Brief 1 -
In the history of the 68th Armor Regiment, take the part starting with "During World War" and going on through "6th Tank Companies.". Write it out again, replacing "Tank Companies" with "Tank Units".
Brief 2 -
According to the passage on the 68th Armor Regiment, which regiment supplied the personnel from whom the 68th Infantry Regiment was organized in July 1918?

[[ Provided passage, beginning ]]

The 68th Armor Regiment is an armored regiment of the United States Army. It was first activated in 1933 in the Regular Army as the 68th Infantry Regiment (Light Tanks).

==Lineage==

===World War I===

During World War I in France as part of the American Expeditionary Forces (AEF), the 326th, 327th, and 328th Battalions, Tank Corps and the 1st Tank Center were established between April and June 1918. In September 1918, the 326th and 327th Battalions were redesignated the 344th and 345th Battalions respectively, and they fought in the St. Mihiel and Meuse-Argonne campaigns. The 345th was the predecessor lineage to the 1st, 2nd, and 7th Tank Companies, and Company B of the 344th became the 5th Tank Company. The 328th Battalion, formed in the U.S., became the 3rd, 4th, and 6th Tank Companies.

====Unrelated unit also designated "68th Infantry Regiment"====

The 68th Infantry Regiment was originally constituted in the Regular Army on 9 July 1918 and assigned to the 9th Division. It was organized in July 1918 at Camp Sheridan, Montgomery, Alabama, from personnel of the 46th Infantry Regiment. It did not go overseas before the end of the war, and was relieved from the 9th Division and demobilized 15 February 1919 at Camp Sheridan.

[[ Provided passage, end ]]
[[ Listed entries, beginning ]]

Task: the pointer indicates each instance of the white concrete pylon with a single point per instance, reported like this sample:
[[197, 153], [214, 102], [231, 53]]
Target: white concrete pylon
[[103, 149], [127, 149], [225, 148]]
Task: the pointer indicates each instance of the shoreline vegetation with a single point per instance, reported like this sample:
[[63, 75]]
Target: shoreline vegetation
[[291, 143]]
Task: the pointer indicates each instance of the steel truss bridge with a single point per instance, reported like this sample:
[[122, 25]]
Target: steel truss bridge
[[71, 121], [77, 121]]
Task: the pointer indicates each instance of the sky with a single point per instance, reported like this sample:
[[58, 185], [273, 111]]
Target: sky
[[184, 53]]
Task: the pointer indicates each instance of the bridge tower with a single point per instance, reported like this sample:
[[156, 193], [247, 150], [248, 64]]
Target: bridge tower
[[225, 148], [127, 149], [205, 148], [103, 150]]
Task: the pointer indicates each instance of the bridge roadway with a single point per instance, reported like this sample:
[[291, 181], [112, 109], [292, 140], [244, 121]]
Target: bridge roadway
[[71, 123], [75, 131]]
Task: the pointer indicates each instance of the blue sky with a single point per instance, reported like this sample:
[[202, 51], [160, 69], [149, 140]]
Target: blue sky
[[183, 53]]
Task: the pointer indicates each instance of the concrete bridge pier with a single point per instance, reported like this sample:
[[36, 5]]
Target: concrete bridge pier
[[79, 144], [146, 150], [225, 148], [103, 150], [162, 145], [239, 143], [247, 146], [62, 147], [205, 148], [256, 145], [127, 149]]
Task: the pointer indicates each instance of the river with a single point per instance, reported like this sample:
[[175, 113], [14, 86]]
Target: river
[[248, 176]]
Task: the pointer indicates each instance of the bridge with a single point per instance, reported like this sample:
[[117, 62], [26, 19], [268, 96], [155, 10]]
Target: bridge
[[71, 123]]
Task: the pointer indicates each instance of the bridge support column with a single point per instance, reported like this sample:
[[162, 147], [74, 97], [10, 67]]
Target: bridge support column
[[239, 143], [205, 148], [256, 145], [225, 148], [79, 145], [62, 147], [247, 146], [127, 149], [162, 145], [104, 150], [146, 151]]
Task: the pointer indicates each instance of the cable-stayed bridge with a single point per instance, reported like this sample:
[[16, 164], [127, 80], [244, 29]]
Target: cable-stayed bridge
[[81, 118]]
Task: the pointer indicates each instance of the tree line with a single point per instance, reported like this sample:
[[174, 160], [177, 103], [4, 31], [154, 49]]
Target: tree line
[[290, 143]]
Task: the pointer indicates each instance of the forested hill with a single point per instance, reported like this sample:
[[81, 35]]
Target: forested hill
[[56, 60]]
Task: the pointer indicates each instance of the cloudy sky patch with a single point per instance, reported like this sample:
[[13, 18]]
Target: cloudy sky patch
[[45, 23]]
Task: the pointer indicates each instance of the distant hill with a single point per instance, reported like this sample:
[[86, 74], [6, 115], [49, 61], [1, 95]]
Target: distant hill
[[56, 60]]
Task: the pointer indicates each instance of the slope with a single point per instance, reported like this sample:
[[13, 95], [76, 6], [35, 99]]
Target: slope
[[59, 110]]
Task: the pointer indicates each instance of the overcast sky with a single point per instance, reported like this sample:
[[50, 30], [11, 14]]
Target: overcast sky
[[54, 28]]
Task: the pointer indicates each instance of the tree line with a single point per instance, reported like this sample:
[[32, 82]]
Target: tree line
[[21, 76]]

[[ Listed entries, end ]]

Exercise answer 1 -
During World War I in France as part of the American Expeditionary Forces (AEF), the 326th, 327th, and 328th Battalions, Tank Corps and the 1st Tank Center were established between April and June 1918. In September 1918, the 326th and 327th Battalions were redesignated the 344th and 345th Battalions respectively, and they fought in the St. Mihiel and Meuse-Argonne campaigns. The 345th was the predecessor lineage to the 1st, 2nd, and 7th Tank Units, and Company B of the 344th became the 5th Tank Company. The 328th Battalion, formed in the U.S., became the 3rd, 4th, and 6th Tank Units.

Exercise answer 2 -
The 46th Infantry Regiment.